Records shown section start

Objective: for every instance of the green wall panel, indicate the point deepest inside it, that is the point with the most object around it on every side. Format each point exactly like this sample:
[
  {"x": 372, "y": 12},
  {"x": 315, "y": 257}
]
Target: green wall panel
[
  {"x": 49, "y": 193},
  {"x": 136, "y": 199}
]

Records shown section end

● **Work to be completed**:
Taking the entries above, please repeat each one exactly.

● **Result of this task**:
Objective: for every instance of the green wall panel, indicate the point deepest inside it, that is the point with the most object around it on every side. Format each point exactly like this sample:
[
  {"x": 372, "y": 12},
  {"x": 315, "y": 257}
]
Target: green wall panel
[
  {"x": 49, "y": 193},
  {"x": 136, "y": 199}
]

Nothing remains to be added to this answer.